§ The request
Copy out every line of the records below word for word, leaving out the pictures.

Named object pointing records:
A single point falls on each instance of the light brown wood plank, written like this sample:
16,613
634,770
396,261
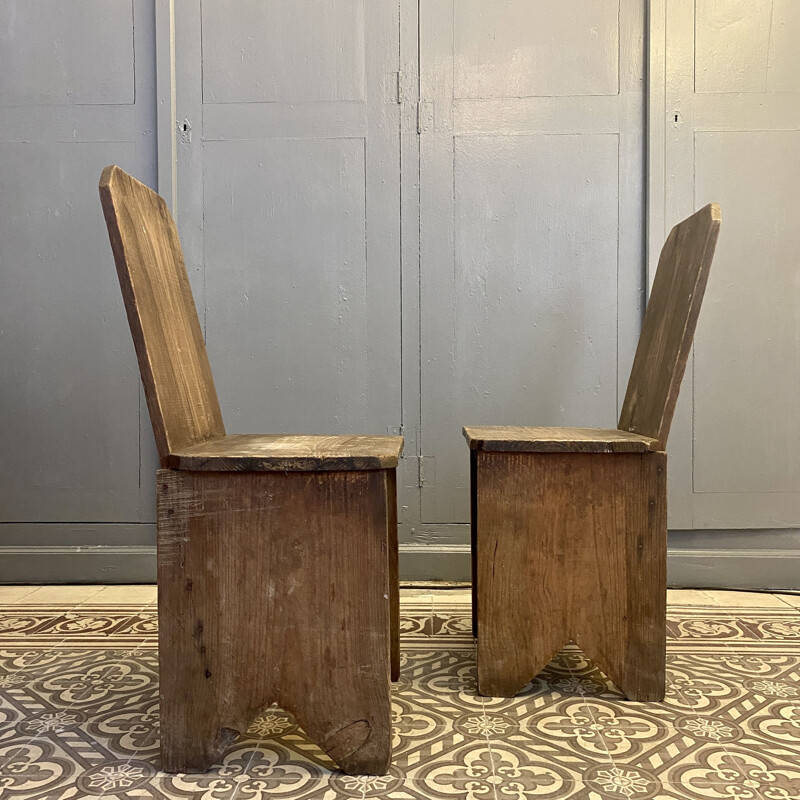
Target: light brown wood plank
276,452
669,325
571,546
180,391
274,587
512,438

§ Response to this exercise
A single point falls on each instance of the light brown wood plank, written like this sample:
16,613
634,770
396,261
Target: light brown wood plank
276,452
669,325
571,546
180,391
274,587
512,438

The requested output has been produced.